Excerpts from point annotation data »
■ ■ ■ ■

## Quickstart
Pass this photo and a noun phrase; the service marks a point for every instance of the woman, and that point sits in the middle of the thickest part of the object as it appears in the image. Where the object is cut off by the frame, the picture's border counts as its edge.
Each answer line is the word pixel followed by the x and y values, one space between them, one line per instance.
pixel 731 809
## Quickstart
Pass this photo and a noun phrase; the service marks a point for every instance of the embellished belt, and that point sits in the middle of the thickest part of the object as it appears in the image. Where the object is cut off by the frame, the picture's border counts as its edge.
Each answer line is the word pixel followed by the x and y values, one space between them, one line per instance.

■ ■ ■ ■

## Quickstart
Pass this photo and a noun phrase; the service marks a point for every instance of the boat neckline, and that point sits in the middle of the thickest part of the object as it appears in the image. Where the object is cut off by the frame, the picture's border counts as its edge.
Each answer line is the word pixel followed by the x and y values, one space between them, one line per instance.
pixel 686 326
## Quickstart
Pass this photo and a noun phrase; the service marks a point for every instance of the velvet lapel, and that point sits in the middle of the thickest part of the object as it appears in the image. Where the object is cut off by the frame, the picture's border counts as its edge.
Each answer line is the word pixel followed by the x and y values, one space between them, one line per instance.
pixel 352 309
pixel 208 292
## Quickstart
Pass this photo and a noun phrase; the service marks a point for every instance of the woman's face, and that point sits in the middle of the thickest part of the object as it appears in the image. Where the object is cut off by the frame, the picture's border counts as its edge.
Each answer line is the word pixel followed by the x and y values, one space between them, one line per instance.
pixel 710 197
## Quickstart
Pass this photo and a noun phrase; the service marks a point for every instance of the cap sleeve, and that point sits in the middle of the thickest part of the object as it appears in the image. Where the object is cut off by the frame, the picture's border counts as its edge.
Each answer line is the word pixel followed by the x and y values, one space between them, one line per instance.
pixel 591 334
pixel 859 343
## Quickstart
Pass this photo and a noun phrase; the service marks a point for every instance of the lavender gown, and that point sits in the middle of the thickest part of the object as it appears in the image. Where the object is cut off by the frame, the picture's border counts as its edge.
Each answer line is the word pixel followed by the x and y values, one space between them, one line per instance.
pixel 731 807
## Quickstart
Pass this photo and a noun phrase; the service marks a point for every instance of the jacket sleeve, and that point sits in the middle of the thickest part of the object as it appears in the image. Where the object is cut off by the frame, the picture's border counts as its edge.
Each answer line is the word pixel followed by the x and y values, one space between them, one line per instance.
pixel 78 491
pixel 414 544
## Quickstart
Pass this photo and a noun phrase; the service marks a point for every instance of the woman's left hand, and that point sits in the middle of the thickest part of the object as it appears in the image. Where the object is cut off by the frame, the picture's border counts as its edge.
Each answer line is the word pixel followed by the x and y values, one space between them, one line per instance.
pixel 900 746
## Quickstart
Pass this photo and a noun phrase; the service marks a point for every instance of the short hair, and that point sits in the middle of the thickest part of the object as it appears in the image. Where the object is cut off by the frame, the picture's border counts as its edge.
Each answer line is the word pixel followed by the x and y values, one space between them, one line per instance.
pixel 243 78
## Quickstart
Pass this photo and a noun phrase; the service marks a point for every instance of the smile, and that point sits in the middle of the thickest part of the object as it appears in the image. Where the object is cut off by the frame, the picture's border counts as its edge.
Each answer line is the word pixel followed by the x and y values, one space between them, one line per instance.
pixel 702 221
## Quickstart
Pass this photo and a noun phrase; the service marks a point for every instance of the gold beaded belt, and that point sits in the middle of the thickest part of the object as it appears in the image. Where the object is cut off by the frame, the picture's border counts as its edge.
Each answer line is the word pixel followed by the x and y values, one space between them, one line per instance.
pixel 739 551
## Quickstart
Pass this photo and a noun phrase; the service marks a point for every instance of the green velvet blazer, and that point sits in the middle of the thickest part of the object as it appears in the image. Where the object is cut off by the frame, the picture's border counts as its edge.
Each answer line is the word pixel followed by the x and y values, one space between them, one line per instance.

■ ■ ■ ■

Count the lines of the rows above that contain the string "lapel", matching case exactly, and reply with only that number.

Result for this exercise » 1